October 08, 2006

Initial impressions

Ok. Been here long enough to form some initial impressions of this city and the campus. First off, Liverpool is a fantastic city. The night life is unlike anything I've been exposed to. Everywhere you turn there's some new pub/bar/club pounding out music and alcohol frenzied students. It's mental and can be a little overwhelming, especially coming from Rum. Haven't made it to the Cavern Club yet, but it's on my to-do list. There are markets on the weekend (selling LOTS of meat, which is unfortunate as I decided to try vegetarian for 3 weeks), constant live music acts and some nice parks to walk around in (before dark).

*Work order*.
Decide whether each statement below agrees with the post on first impressions of Liverpool, answering yes or no and quoting the words of the post that settle it. 1. The writer has already been to the Cavern Club. 2. The weekend markets sell a great deal of meat. 3. The writer chose to try being vegetarian for a month.

*Data section*.

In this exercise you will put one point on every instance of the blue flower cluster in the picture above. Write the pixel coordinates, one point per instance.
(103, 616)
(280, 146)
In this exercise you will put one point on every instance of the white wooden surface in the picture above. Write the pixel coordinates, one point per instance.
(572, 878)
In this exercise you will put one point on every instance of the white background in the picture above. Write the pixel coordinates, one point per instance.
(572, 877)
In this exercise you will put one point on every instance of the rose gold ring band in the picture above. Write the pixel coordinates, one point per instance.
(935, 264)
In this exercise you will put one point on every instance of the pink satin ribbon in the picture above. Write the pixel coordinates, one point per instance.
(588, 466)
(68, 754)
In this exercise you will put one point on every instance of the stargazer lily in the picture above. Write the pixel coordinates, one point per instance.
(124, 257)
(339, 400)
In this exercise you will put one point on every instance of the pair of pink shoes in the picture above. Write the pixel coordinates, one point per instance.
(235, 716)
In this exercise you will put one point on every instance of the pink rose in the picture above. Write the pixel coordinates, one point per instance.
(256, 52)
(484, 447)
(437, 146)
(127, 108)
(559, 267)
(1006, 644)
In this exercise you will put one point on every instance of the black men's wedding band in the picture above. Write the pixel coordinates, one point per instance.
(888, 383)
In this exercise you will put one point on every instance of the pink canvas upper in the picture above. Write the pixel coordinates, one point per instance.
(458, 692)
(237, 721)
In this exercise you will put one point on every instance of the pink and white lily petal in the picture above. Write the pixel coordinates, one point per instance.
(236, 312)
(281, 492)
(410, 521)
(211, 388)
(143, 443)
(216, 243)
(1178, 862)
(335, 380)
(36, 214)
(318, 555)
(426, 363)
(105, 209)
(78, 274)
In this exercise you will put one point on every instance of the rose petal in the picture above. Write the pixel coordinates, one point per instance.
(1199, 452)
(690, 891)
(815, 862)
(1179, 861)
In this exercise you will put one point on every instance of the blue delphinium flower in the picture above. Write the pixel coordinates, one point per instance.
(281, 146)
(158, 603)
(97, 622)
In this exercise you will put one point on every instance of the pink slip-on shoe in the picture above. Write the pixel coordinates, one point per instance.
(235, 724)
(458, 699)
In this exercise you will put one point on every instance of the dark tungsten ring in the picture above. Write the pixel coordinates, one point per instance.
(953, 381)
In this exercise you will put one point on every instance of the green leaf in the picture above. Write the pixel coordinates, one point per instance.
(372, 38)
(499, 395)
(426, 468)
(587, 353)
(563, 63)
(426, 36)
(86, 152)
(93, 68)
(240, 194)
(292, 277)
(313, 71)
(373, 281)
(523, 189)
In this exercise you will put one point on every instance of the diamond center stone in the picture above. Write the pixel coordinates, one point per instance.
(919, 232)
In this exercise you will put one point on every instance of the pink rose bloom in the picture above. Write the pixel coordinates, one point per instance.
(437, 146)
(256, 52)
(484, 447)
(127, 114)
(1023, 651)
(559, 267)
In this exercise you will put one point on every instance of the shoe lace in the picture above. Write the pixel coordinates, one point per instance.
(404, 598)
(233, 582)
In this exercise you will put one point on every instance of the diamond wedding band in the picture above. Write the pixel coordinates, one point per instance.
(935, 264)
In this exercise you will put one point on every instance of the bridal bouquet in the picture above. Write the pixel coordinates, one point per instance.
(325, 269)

*Answer*.
1. No: "Haven't made it to the Cavern Club yet, but it's on my to-do list."
2. Yes: "selling LOTS of meat"
3. No: "I decided to try vegetarian for 3 weeks"